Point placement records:
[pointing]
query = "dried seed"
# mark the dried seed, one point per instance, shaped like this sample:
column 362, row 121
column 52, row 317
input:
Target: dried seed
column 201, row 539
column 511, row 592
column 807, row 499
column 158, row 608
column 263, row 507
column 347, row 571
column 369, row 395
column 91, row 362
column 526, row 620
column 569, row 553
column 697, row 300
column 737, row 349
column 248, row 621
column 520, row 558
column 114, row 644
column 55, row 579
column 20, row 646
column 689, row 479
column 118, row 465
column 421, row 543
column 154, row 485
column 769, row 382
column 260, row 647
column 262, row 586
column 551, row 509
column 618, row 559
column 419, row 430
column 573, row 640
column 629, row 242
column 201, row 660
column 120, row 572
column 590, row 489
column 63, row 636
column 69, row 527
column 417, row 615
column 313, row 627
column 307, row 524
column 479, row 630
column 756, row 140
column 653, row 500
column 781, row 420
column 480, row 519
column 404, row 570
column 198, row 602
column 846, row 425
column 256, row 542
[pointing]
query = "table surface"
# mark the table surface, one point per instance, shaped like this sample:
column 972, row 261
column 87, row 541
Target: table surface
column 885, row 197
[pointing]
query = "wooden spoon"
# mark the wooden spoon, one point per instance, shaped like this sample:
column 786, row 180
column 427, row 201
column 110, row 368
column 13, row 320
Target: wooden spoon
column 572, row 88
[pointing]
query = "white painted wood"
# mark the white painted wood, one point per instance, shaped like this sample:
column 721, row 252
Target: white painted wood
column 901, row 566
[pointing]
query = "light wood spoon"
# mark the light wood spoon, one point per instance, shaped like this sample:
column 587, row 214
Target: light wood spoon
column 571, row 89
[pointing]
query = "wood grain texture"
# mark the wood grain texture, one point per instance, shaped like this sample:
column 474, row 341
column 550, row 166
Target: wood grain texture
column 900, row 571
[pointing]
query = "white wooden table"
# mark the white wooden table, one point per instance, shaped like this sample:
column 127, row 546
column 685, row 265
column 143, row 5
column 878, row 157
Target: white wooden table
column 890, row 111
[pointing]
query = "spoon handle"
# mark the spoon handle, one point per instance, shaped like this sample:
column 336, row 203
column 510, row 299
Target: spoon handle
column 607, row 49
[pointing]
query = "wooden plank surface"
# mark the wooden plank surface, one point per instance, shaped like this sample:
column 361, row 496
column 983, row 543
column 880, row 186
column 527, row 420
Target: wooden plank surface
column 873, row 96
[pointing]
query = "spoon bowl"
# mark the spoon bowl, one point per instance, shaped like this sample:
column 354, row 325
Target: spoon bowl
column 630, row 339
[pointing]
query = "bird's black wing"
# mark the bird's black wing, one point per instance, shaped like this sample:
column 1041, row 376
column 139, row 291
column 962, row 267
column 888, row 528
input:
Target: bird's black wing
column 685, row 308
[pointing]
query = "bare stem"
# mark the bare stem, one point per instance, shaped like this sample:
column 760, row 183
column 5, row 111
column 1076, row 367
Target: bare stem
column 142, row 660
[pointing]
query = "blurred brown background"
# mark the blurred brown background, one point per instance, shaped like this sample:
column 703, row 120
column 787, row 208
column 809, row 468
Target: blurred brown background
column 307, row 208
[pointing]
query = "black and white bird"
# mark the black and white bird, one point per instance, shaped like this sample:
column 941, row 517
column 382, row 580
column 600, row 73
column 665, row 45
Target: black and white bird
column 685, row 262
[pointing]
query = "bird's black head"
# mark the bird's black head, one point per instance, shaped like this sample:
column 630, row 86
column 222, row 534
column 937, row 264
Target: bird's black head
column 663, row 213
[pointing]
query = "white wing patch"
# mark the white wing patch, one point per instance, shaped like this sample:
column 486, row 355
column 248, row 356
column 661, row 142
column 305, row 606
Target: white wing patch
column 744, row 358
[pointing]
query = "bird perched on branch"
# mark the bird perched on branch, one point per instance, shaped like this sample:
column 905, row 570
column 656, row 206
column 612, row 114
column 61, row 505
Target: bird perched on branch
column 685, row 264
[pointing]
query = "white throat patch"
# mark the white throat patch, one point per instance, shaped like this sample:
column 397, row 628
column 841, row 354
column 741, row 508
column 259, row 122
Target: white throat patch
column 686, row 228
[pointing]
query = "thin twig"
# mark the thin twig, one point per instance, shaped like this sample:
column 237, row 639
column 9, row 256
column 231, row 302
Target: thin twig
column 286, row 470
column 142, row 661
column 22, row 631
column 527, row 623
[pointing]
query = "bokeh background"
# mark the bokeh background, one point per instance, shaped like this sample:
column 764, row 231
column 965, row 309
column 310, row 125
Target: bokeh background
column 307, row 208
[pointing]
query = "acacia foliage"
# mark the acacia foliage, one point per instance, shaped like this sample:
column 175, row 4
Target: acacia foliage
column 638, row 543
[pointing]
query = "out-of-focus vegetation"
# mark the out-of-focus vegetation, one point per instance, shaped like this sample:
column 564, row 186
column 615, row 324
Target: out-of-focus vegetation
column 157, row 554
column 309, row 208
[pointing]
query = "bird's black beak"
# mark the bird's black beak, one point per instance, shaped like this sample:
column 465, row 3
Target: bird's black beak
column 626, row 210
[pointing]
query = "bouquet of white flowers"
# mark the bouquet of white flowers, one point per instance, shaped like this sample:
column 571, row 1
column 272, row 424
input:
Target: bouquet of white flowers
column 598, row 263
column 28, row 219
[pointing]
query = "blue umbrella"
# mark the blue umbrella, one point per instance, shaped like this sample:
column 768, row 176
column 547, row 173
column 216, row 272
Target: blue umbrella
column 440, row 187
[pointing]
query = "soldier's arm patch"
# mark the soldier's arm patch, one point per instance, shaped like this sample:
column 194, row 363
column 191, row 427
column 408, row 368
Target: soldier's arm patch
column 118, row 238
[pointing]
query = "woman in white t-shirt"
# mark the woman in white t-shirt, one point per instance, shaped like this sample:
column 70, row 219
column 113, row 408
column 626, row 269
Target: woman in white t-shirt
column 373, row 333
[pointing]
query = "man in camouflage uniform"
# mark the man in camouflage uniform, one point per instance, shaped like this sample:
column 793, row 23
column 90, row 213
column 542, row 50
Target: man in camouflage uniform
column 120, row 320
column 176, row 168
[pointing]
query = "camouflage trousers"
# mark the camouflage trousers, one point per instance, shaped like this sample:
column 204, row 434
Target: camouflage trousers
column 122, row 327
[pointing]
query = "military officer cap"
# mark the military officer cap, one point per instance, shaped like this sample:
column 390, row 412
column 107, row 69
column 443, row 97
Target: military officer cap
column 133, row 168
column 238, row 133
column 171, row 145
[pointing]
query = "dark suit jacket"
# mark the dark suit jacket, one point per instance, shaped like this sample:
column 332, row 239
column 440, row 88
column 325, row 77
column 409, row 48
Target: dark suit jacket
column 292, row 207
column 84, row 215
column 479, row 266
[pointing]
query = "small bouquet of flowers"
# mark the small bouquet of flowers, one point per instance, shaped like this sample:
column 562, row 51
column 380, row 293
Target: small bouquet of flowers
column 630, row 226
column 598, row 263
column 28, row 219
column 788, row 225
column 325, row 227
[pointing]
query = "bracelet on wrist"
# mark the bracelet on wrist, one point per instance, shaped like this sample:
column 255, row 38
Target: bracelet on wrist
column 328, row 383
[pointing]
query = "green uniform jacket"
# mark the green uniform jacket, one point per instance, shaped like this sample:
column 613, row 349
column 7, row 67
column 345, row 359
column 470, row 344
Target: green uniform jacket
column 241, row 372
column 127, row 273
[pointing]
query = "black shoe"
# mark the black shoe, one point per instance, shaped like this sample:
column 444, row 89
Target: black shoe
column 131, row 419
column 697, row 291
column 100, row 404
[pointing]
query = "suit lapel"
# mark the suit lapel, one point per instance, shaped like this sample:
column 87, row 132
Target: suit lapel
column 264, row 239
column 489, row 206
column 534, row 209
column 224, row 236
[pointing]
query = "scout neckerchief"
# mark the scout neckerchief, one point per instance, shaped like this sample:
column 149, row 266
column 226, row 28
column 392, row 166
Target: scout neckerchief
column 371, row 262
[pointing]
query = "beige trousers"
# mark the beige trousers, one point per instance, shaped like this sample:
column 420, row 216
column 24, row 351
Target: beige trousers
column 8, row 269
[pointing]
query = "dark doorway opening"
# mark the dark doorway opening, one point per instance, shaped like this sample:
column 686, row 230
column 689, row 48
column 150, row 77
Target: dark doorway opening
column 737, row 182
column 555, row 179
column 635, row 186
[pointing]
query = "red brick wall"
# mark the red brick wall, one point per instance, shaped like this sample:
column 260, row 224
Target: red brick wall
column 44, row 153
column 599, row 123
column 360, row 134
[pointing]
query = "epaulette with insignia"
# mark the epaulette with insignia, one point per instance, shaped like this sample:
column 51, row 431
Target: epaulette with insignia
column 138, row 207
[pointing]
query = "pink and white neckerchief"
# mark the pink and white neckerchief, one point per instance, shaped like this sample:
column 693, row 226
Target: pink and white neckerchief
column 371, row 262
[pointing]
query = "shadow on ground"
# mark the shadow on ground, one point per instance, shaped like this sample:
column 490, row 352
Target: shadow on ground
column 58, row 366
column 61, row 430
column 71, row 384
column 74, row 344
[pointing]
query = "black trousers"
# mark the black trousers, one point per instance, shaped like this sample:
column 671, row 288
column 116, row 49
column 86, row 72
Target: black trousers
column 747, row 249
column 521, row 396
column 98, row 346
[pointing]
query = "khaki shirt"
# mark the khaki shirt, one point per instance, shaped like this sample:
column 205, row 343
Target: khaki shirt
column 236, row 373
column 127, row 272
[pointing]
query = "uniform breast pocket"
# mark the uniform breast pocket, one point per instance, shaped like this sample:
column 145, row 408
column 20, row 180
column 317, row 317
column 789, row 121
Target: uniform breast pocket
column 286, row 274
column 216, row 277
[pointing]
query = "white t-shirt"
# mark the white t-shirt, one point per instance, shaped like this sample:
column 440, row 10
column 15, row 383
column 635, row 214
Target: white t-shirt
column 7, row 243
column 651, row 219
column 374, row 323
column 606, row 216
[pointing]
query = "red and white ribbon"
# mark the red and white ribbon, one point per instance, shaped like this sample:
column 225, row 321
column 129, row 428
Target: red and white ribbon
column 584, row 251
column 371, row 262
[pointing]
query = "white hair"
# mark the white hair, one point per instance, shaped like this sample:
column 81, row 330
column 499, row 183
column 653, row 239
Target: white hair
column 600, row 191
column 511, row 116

# Problem statement:
Copy the records from the start through the line with "column 369, row 395", both included, swapping "dried seed" for "dried bean" and leaving everything else unchanged. Give only those lines.

# Response:
[pointing]
query = "dried bean"
# mark the dried bean, one point per instance, shaped like this sample:
column 362, row 121
column 52, row 317
input:
Target: dried bean
column 201, row 539
column 511, row 592
column 807, row 499
column 158, row 608
column 263, row 507
column 347, row 571
column 369, row 395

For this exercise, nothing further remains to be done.